Your objective —
Update the data below from the line containing "the woman's neckline" through the end of the data, replacing "bare tree" with "leafless tree" and keeping everything else the same. Leave the pictures out of your answer.

(Source data)
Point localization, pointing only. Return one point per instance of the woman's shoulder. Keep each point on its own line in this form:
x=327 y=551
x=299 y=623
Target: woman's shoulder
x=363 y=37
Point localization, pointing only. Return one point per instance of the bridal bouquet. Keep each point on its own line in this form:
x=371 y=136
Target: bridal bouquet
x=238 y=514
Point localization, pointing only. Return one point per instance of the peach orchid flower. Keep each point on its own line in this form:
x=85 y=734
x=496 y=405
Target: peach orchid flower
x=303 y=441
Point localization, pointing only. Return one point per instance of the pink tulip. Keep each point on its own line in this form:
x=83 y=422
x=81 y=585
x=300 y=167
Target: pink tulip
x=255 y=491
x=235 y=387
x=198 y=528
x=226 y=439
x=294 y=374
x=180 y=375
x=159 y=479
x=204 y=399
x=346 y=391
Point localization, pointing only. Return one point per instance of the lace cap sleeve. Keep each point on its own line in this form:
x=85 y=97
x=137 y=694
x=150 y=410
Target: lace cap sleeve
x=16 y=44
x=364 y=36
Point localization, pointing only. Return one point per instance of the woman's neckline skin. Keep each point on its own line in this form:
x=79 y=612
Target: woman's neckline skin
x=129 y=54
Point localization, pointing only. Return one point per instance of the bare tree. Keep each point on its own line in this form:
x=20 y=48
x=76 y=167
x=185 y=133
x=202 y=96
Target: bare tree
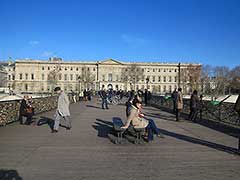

Correct result —
Point localization, pointing only. Return one point per instance of the woman's neckline skin. Keep each point on its own line in this form:
x=79 y=612
Target: woman's neckline skin
x=129 y=54
Point localization, pointing only. Return one point per instance of the leafless tree. Keep each point on its own line in this form:
x=20 y=48
x=76 y=167
x=185 y=133
x=202 y=96
Target: leafless tree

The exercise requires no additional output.